Tally the lines in the records below that contain the word "breast". Give only the number.

:: Records shown

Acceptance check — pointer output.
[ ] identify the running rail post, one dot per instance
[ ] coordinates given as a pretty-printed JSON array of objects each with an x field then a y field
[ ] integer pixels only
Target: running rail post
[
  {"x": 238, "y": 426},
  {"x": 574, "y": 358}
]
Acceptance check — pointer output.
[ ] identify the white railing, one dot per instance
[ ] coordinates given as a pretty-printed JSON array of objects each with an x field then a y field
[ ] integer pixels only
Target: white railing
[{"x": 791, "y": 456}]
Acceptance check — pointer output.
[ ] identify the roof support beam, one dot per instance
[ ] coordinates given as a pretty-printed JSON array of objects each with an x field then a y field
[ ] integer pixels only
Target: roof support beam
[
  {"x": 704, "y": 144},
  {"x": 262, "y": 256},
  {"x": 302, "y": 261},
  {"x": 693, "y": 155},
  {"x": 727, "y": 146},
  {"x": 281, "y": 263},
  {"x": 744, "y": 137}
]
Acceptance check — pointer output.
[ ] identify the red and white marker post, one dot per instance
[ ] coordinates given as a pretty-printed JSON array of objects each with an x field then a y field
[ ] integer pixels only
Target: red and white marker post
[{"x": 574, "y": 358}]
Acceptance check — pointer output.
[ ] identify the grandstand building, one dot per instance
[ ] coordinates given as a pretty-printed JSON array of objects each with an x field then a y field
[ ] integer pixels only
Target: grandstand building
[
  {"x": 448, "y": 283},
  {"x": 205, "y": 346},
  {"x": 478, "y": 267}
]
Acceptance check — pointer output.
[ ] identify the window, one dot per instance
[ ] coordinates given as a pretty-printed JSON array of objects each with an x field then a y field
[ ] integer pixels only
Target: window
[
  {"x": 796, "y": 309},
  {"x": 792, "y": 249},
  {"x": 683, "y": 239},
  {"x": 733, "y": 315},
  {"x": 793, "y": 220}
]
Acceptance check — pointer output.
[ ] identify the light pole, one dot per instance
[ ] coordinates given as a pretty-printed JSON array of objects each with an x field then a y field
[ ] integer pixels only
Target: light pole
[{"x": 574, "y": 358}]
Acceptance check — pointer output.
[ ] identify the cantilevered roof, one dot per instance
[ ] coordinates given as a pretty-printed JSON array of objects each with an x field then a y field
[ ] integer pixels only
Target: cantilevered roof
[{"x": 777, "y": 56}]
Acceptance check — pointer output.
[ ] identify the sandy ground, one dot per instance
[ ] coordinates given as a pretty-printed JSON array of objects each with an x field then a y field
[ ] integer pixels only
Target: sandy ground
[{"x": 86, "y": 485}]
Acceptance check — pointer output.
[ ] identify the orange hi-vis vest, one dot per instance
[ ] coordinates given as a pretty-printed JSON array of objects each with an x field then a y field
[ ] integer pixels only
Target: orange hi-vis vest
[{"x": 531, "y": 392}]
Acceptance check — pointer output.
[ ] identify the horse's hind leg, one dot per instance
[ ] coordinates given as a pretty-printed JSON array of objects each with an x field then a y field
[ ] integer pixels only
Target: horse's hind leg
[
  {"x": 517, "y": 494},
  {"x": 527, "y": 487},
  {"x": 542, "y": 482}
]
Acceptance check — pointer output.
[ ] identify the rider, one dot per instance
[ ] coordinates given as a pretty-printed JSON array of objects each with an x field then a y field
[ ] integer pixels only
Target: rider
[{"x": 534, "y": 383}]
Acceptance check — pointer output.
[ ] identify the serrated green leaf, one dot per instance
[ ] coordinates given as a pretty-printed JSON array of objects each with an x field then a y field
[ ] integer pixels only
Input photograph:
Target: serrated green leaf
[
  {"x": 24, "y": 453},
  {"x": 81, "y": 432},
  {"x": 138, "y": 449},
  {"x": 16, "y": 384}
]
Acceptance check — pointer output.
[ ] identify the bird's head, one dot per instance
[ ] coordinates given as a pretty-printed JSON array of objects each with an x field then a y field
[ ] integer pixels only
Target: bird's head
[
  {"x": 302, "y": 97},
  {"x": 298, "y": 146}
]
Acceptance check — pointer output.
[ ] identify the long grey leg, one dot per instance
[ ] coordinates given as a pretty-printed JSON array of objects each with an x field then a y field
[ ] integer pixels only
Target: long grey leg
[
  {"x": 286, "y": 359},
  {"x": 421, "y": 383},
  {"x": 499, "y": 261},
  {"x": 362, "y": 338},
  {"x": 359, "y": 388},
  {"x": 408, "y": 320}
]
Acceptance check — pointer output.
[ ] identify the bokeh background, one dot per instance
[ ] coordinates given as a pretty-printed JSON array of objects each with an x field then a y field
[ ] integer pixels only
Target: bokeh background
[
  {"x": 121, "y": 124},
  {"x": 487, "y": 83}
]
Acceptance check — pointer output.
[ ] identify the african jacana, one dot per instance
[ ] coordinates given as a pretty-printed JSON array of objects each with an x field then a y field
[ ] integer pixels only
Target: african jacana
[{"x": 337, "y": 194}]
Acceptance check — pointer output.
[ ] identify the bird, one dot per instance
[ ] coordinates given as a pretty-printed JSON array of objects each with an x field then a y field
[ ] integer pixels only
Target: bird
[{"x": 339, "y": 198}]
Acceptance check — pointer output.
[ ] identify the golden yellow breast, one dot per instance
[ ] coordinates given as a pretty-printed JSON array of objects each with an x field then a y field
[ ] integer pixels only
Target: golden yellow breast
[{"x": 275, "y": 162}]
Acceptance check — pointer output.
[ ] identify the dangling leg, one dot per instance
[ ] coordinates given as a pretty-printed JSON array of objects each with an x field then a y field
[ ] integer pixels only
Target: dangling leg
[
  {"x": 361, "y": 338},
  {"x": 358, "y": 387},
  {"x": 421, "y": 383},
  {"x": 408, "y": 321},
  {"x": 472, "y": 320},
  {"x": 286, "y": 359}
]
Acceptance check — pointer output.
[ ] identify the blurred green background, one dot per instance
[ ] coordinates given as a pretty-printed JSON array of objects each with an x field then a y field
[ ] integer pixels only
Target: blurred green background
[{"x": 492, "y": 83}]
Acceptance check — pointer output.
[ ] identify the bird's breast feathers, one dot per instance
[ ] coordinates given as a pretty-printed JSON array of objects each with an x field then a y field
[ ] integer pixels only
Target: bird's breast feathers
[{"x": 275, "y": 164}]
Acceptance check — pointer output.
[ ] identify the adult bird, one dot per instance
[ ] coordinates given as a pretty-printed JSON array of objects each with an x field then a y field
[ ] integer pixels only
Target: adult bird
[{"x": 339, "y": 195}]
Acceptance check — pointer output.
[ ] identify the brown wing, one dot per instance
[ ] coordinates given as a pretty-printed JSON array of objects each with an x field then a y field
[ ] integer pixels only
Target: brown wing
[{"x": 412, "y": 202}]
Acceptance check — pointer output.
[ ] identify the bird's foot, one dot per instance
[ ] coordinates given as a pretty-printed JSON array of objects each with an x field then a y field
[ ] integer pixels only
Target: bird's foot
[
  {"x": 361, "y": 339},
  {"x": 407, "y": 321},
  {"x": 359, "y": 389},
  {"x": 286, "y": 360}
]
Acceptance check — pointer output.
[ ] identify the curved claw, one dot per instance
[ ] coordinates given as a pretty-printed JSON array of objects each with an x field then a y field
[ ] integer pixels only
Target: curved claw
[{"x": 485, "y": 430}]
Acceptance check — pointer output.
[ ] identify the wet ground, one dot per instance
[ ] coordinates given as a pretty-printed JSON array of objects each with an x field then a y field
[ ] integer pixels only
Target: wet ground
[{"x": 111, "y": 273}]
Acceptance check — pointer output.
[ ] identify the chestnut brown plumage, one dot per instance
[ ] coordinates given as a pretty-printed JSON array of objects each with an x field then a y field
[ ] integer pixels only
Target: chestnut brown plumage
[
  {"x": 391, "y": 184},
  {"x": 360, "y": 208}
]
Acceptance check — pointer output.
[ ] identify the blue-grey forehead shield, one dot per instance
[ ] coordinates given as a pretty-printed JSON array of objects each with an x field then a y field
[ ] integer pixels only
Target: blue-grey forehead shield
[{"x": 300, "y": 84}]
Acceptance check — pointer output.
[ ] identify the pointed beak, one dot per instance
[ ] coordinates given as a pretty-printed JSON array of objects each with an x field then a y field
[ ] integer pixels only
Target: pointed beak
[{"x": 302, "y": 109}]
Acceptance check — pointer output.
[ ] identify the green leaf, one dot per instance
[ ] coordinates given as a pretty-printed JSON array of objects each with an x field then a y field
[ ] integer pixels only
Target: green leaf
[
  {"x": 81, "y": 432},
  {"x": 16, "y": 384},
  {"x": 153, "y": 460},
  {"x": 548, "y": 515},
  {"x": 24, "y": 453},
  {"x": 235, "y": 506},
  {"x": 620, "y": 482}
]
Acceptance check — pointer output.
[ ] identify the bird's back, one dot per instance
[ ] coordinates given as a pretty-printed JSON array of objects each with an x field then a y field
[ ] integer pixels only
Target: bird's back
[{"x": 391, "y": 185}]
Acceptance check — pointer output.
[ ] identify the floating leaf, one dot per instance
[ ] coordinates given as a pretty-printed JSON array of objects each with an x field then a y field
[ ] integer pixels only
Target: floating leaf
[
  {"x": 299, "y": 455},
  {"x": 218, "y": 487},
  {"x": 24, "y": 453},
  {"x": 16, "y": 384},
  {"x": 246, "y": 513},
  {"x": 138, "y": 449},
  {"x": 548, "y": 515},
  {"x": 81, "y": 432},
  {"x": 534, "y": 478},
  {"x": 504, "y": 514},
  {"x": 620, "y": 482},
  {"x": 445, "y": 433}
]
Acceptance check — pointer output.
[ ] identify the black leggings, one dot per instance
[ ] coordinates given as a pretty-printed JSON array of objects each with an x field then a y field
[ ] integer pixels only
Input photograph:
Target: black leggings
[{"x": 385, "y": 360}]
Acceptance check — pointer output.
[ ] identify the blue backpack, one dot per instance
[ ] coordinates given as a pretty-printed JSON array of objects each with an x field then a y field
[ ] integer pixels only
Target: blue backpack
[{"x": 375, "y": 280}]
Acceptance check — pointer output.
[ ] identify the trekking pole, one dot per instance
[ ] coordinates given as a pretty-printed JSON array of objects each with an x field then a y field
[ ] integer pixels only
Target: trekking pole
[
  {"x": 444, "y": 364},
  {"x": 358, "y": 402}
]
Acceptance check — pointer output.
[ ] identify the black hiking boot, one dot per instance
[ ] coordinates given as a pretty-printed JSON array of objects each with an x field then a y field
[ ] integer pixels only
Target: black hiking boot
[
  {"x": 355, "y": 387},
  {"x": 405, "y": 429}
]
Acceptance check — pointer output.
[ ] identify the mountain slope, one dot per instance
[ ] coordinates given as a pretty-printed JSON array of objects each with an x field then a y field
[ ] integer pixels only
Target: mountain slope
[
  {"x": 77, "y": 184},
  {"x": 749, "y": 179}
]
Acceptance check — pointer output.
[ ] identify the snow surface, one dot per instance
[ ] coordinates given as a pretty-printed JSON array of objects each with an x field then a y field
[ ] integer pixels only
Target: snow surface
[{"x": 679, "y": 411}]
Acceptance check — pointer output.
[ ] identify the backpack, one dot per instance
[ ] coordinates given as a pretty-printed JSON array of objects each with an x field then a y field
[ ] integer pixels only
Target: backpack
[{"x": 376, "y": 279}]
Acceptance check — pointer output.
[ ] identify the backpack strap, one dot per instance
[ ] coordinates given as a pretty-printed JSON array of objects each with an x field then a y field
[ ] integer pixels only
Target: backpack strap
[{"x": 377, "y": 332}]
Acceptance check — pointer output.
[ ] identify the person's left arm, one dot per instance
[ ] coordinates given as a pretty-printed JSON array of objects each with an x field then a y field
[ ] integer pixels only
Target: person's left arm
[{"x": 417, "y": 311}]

::::

(Solution): 4